When I told people I was visiting Mexico City, the first thing they'd say was, "But aren't you afraid of ancient Aztecs?"
I thought about that as I stood atop the 66-metre adobe brick Pyramid of the Sun just northeast of Mexico City. A pleasant breeze ruffled my hair as I gazed over the ruins of Teotihuacan in an epic landscape dotted with prickly pear cacti and pepper trees.
There were no ancient Aztecs in sight.
Tourism officials often play down the issue, but I was initially a little spooked by reports indicating the Aztecs are behind a wave of human sacrifice, cannibalism and deadly ball games.
Pre-trip, I questioned myself: Would these militant Mesoamericans make me pray with peyote, slash myself with thorns to provide blood for the sun god Huitzilopochtli, or enlist in a "flower war" specifically staged for both armies to capture prisoners whose hearts would be cut out? Fortunately, the Aztecs' menace has apparently diminished since their empire's 16th-century peak.
I descended the pyramid's stone steps safely (although more railings would have been nice) instead of, say, having a black-cloaked priest pitch my twitching corpse down to the Avenue of the Dead. The only onslaught I faced was from sombrero-clad merchants hawking blankets, turtle and jaguar carvings, and replica Aztec masks.

Exercise prompt:
In the travel piece about Teotihuacan, how tall is the Pyramid of the Sun?

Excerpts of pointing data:

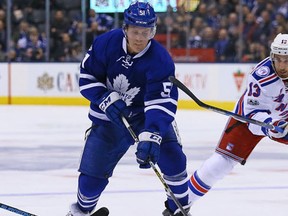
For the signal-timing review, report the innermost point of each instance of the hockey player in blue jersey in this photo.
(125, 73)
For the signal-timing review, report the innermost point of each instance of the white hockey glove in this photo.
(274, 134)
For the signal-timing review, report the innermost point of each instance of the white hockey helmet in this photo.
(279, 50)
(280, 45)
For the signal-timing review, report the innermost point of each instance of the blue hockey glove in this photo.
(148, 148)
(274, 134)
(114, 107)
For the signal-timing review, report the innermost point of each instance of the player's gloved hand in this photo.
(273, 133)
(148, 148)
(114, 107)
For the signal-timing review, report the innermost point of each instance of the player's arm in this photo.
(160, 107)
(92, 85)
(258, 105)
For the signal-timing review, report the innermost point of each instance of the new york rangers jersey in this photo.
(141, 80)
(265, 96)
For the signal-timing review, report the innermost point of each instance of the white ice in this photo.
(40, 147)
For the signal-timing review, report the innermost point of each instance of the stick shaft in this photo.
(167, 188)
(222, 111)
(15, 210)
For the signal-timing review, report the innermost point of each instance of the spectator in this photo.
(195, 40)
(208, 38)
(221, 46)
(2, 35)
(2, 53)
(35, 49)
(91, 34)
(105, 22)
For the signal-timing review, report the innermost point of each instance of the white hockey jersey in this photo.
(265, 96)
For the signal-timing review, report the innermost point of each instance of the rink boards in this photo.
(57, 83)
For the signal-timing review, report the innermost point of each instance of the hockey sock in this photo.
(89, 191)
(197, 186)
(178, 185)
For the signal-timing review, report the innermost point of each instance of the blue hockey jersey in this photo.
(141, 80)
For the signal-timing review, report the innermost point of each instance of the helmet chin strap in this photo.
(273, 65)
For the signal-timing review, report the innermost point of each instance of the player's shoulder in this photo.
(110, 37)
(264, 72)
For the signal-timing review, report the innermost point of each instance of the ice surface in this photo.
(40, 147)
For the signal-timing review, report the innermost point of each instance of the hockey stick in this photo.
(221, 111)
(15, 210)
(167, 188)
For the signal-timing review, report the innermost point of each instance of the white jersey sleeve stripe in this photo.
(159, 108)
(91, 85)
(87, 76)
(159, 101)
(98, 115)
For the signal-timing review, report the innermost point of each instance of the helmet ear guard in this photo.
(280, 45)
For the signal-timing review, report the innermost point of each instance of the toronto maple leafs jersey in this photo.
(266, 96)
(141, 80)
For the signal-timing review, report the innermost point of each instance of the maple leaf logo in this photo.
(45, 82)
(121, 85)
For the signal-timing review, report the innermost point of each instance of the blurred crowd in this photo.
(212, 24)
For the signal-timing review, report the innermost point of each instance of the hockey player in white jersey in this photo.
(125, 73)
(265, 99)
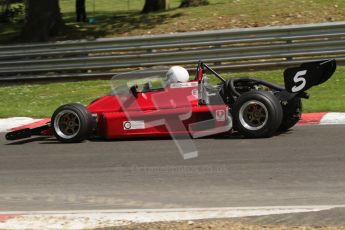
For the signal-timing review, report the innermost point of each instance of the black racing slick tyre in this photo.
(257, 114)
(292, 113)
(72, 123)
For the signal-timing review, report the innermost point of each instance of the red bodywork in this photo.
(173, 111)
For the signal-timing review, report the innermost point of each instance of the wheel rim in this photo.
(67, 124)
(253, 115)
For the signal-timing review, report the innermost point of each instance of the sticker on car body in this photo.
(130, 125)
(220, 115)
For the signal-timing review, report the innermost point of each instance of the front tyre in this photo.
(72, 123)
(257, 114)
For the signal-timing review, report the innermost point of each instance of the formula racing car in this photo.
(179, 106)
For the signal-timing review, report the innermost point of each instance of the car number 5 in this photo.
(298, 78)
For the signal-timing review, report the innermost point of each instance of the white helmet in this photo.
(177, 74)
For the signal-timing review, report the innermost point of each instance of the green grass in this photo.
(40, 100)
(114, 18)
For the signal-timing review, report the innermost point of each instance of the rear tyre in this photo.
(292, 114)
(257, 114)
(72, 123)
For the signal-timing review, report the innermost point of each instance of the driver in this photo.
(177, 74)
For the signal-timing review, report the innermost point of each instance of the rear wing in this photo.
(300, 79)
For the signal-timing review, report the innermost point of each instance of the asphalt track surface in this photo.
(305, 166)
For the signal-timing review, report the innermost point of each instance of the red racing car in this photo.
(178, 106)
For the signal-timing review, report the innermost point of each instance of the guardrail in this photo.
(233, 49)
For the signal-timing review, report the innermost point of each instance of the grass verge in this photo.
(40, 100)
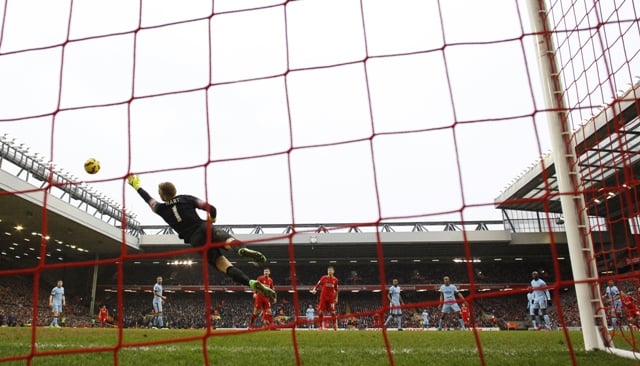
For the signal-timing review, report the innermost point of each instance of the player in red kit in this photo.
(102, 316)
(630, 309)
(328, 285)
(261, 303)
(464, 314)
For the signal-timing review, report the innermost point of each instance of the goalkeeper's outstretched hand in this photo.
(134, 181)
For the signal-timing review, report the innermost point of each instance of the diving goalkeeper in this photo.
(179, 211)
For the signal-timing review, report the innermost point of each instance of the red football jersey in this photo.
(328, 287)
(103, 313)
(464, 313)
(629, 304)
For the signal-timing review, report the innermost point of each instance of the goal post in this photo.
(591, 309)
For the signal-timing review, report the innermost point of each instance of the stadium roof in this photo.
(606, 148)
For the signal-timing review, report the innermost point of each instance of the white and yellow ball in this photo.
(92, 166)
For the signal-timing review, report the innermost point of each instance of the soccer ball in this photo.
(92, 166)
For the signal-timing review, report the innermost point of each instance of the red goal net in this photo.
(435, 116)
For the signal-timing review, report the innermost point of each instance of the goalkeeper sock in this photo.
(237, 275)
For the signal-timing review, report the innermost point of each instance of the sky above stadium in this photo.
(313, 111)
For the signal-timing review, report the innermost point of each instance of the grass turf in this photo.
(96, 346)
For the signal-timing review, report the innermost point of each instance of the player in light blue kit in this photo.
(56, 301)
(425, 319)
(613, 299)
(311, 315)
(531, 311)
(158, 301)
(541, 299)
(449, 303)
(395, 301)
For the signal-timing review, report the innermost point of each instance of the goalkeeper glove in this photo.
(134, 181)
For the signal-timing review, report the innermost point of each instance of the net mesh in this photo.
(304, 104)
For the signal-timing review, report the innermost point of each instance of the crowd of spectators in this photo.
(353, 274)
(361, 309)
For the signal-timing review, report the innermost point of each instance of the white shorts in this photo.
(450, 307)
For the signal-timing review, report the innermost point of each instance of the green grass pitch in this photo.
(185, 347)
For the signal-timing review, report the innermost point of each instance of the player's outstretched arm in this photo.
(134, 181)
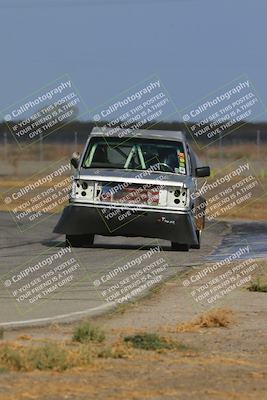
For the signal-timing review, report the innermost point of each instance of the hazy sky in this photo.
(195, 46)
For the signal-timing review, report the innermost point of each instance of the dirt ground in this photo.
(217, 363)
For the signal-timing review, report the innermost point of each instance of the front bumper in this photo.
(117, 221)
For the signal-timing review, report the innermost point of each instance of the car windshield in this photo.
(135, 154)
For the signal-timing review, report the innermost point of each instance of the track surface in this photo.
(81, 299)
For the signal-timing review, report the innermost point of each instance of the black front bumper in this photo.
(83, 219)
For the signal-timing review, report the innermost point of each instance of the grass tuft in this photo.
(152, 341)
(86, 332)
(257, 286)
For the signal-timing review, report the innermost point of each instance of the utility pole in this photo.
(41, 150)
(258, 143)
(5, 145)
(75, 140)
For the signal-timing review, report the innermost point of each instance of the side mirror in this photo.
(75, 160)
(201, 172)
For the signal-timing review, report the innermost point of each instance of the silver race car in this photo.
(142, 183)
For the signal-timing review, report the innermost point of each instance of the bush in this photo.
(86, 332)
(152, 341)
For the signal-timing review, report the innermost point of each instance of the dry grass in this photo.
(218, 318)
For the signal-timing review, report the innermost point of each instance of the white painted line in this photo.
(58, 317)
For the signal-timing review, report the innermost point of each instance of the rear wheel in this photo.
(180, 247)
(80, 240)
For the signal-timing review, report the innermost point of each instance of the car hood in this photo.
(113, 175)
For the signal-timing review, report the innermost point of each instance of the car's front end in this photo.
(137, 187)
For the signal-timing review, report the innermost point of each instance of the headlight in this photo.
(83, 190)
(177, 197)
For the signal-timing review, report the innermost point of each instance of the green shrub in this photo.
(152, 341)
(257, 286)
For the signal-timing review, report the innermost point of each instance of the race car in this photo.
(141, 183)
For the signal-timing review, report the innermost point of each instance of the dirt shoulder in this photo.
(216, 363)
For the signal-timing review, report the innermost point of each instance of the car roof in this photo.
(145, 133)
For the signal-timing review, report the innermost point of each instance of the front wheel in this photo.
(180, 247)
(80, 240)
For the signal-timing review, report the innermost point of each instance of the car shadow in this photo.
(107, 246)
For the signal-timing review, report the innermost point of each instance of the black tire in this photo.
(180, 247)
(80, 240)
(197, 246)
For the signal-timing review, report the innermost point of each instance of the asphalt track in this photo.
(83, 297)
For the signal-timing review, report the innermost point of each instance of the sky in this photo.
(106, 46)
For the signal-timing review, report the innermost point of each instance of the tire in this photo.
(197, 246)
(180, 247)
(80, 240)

Written answer:
66 meters